> PROBLEMS TO WORK ON:
a) From the passage on the response handler, retype the words between "Consider a reassign_task" and "a single procedure.", inclusive.
b) In the passage on the response handler, what kind of early exit does the response handler provide, according to the text?

━━ PASSAGE SHOWN ━━

Consider a reassign_task tool. With per-tool callbacks, if the LLM decides to call it 50 times in one response — reassigning every task on a project — you get 50 isolated procedure executions with no opportunity to notice the scope and intervene. With a response handler, you see all 50 calls at once before any of them execute. You can log the anomaly, cap the number of reassignments, or halt the process entirely.
Beyond guardrails, the response handler gives you:
- Observability. Token usage, the full chat history, and every tool call are available in one place. You can log everything going in and out of the LLM in a single procedure.
- Batch-level decisions. You can inspect the entire set of tool calls and decide which to execute, which to skip, and how to respond.
- Error handling. The handler receives error responses like
max_lengthorinvalid_tool_call. You can decide whether to let the error propagate as an exception or handle it gracefully, for example by marking the response as complete with a note that the content may be truncated. - Early exit. You can stop the agentic loop before APEX sends the tool results back to the LLM. The per-tool callback supports early exit too, but as a “soft” exit: if any other tool call in the same batch doesn’t exit early, the whole batch continues. The response handler provides a “hard” exit that acts on the entire batch.

━━━
━━ DATASET CONTENT ━━

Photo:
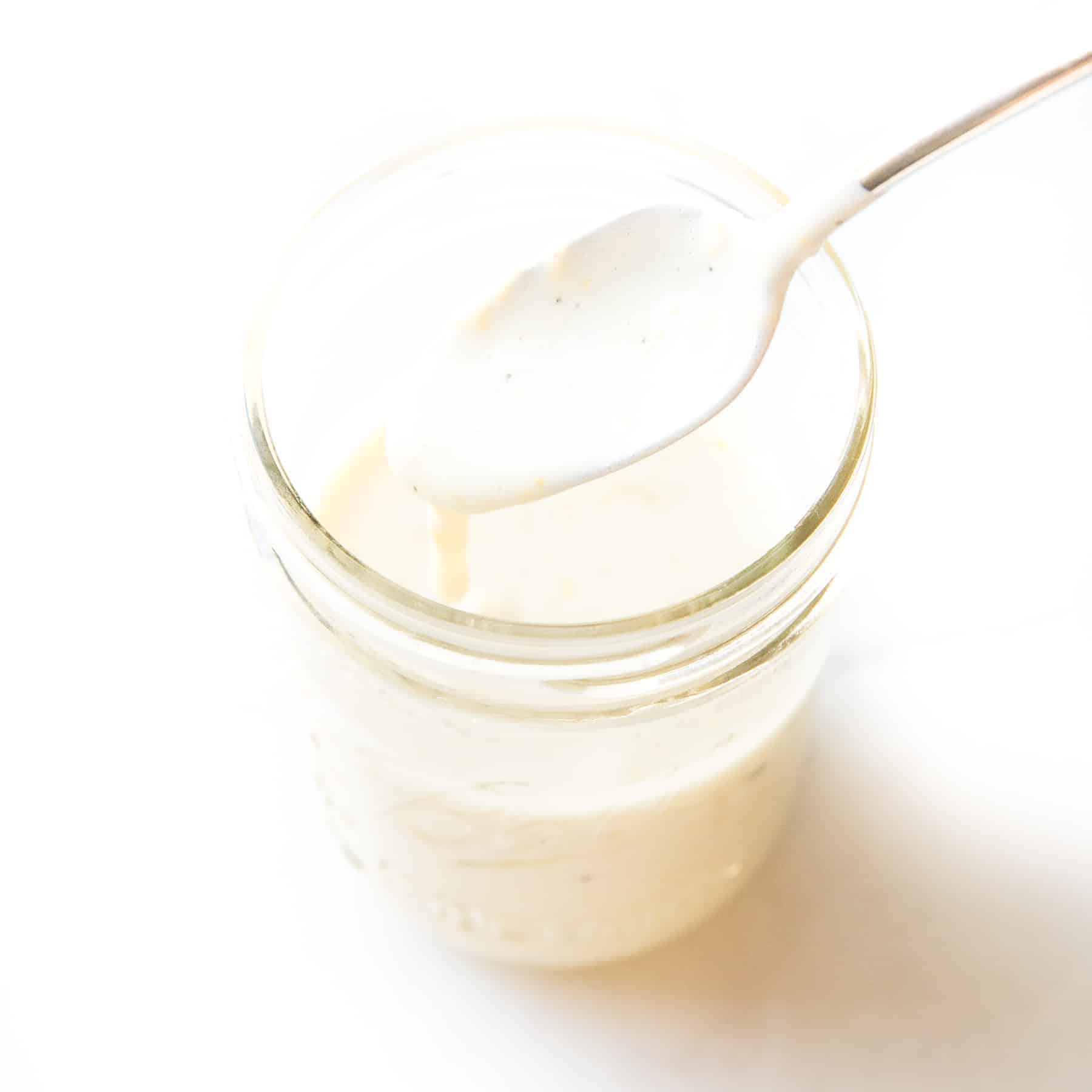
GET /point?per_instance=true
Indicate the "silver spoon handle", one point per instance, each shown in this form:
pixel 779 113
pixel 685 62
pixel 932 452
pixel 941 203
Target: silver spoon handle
pixel 800 229
pixel 979 120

━━━

> LIST OF SOLUTIONS:
a)
Consider a reassign_task tool. With per-tool callbacks, if the LLM decides to call it 50 times in one response — reassigning every task on a project — you get 50 isolated procedure executions with no opportunity to notice the scope and intervene. With a response handler, you see all 50 calls at once before any of them execute. You can log the anomaly, cap the number of reassignments, or halt the process entirely.
Beyond guardrails, the response handler gives you:
- Observability. Token usage, the full chat history, and every tool call are available in one place. You can log everything going in and out of the LLM in a single procedure.

b) A "hard" exit that acts on the entire batch.